## [WHAT TO PRODUCE]
Reproduce exactly the lines beginning with the line that contains "Reviewer note: confirm each instance of the wooden" and ending at the final line of the material below.

Entries taken from a collection:
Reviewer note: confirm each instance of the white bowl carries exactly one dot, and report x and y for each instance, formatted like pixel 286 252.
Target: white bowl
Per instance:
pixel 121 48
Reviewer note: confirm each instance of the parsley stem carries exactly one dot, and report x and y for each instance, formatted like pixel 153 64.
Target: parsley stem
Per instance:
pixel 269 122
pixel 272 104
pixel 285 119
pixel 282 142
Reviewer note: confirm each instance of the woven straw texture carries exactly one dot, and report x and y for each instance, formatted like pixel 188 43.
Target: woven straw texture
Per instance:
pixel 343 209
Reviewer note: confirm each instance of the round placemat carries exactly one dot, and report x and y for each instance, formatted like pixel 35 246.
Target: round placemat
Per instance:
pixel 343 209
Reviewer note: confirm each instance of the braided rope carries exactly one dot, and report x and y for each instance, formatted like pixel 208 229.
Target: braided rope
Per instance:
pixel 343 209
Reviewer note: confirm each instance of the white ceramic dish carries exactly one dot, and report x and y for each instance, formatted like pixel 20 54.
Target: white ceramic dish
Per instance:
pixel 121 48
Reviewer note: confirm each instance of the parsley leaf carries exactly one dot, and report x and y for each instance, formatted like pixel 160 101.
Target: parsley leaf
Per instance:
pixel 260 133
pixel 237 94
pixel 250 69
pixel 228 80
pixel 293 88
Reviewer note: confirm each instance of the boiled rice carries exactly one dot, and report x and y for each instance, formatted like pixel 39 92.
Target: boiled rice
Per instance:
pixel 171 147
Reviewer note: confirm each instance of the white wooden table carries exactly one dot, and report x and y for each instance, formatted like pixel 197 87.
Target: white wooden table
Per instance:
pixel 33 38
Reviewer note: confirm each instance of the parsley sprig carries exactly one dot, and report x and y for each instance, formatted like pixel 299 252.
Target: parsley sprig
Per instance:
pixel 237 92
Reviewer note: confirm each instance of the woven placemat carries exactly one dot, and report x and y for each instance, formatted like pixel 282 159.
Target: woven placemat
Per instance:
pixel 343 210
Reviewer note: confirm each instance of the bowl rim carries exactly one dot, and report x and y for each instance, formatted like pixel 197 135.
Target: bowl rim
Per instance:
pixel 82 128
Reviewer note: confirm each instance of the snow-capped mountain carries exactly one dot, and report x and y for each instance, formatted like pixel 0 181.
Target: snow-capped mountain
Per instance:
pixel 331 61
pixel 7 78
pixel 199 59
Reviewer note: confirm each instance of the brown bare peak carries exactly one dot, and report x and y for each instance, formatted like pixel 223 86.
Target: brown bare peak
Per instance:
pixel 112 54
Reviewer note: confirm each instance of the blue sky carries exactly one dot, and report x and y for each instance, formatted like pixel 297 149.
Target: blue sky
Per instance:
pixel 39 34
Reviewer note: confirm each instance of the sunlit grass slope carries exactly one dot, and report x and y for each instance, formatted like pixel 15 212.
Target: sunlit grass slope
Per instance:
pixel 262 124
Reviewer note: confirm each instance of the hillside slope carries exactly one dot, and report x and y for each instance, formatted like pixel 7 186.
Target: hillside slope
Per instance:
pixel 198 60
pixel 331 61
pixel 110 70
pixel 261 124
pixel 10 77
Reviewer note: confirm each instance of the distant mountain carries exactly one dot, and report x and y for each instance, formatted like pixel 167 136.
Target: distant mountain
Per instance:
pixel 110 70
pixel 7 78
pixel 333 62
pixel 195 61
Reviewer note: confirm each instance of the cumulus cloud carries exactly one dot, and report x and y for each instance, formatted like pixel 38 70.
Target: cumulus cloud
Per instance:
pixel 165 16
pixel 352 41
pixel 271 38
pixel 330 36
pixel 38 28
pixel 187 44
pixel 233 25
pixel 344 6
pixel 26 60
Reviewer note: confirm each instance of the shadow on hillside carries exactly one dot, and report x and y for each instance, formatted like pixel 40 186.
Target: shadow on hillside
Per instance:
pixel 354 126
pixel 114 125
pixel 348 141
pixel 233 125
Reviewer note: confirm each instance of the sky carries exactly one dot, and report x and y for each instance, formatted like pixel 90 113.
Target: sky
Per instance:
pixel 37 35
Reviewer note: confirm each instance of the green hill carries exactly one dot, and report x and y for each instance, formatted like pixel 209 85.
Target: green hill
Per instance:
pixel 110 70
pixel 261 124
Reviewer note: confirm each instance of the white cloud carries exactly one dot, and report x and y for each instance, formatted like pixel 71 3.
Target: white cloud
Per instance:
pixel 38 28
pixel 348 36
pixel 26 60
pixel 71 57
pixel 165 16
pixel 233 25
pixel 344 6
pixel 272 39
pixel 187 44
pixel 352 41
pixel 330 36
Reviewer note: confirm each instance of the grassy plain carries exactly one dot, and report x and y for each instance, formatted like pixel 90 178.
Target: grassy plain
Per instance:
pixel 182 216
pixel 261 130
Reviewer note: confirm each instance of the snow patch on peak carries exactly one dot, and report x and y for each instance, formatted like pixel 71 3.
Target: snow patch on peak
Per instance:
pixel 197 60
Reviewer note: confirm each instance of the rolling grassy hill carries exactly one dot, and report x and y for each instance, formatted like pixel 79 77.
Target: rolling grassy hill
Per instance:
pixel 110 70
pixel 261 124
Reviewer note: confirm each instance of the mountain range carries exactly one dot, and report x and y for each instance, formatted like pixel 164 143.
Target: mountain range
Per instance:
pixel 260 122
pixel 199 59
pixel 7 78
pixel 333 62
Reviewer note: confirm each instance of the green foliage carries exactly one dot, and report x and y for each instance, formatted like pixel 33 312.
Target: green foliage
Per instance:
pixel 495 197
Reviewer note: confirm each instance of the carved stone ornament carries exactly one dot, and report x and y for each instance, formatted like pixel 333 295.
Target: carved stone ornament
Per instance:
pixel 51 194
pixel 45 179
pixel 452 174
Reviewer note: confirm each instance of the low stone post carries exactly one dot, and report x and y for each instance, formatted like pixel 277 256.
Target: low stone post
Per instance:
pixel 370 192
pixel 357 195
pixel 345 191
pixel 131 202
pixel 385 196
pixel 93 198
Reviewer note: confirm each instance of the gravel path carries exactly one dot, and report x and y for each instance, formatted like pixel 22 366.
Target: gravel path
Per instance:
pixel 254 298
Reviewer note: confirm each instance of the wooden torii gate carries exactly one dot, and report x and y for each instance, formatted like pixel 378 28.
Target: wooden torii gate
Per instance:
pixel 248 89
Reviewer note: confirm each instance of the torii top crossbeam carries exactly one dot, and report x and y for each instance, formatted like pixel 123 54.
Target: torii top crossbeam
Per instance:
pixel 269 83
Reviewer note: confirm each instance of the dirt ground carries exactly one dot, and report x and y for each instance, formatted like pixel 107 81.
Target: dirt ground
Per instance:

## [RESULT]
Reviewer note: confirm each instance of the wooden torii gate carries exactly one dot, and report x and y for each instance, formatted like pixel 378 28.
Target: wooden torii gate
Per instance:
pixel 248 89
Reviewer note: confirm each instance of the torii top crossbeam carries exactly one dot, and report x and y for each instance, formatted like pixel 123 54.
Target: torii top crossbeam
Per instance:
pixel 269 83
Reviewer note: confirm each instance of the dirt ground carries exactly one dot, and report x and y for each instance, formatted like pixel 107 81.
Target: dirt ground
Per instance:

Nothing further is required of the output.